### Given exercise
Copy down all of the data underneath, exactly as shown.

### Records provided

-- begin --

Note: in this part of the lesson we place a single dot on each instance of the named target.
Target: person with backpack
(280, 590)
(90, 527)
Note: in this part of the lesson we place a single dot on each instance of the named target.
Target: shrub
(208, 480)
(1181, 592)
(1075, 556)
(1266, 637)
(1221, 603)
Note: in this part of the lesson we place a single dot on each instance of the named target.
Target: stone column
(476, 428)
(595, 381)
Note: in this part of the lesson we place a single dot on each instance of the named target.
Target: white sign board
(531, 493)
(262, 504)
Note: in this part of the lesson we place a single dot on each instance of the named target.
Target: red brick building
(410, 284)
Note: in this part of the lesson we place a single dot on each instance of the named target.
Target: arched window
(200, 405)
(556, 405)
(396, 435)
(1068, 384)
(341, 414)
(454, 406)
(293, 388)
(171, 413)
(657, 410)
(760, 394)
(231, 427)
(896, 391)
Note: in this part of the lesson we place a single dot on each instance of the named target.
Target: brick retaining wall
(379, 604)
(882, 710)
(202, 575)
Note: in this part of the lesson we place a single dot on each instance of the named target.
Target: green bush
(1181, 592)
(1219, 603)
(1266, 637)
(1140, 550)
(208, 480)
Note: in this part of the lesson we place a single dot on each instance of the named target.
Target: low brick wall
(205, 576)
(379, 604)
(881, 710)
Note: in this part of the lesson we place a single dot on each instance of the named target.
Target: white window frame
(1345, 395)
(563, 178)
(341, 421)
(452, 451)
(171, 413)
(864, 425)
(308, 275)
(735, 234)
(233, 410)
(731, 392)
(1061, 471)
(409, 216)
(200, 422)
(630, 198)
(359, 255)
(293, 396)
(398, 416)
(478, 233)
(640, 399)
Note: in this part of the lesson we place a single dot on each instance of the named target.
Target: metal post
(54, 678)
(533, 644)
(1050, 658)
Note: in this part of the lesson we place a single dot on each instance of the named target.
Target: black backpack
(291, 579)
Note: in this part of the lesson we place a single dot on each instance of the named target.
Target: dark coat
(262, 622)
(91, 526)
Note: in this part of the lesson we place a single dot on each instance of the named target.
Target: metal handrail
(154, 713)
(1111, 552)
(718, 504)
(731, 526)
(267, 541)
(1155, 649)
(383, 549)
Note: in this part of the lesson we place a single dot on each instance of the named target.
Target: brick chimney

-- end --

### Problem solution
Note: in this part of the lesson we place a single dot on each instance of the named target.
Target: person with backpack
(280, 590)
(90, 527)
Note: in this part of the lesson we place a single dot on each instance of the named target.
Target: shrub
(208, 480)
(1181, 592)
(1075, 556)
(1266, 637)
(1221, 603)
Note: in this part of the lesson we place a single dot on each instance of the named target.
Target: stone column
(476, 428)
(595, 381)
Note: in this part of the lesson we place a single dot on each instance of the named target.
Target: white sign board
(531, 493)
(262, 504)
Note: in this part of the lesson we place a single dot on each instance of the named target.
Target: red brick building
(410, 284)
Note: in this part of the lesson we place a single dot on each instance of the named target.
Target: arched window
(200, 405)
(556, 405)
(396, 435)
(1068, 384)
(341, 414)
(454, 406)
(293, 388)
(171, 413)
(657, 410)
(760, 394)
(231, 427)
(896, 391)
Note: in this part of the lesson we place a single dot on each instance of the named target.
Target: brick retaining wall
(379, 604)
(882, 710)
(202, 575)
Note: in this part of the lesson we place a single dot on each instance of the named target.
Target: green bush
(1181, 592)
(1219, 603)
(1266, 637)
(1140, 550)
(208, 480)
Note: in this part of the lesson we place a single dot on each instance of the named target.
Target: low brick wall
(205, 576)
(379, 604)
(881, 710)
Note: in this part of the lesson we place a single dot on each instance of the named target.
Target: white window frame
(1345, 395)
(563, 178)
(341, 421)
(452, 451)
(171, 413)
(864, 425)
(308, 275)
(735, 234)
(233, 410)
(731, 392)
(1061, 471)
(409, 216)
(200, 422)
(630, 198)
(359, 255)
(293, 396)
(398, 416)
(478, 233)
(640, 399)
Note: in this part of the lesson we place a single dot on each instance of the named target.
Target: metal post
(54, 678)
(533, 644)
(1050, 658)
Note: in this part of the lesson we place a single dot on each instance of the named target.
Target: black backpack
(291, 579)
Note: in this part of the lesson we place a single dot on each instance of the named target.
Target: dark coat
(262, 622)
(91, 526)
Note: in this part of the lesson we place a single dot on each instance of the named target.
Target: metal handrail
(154, 713)
(1111, 552)
(718, 504)
(731, 526)
(267, 541)
(1155, 649)
(383, 549)
Note: in this part of the lesson we place a single dot on each instance of the named target.
Target: brick chimney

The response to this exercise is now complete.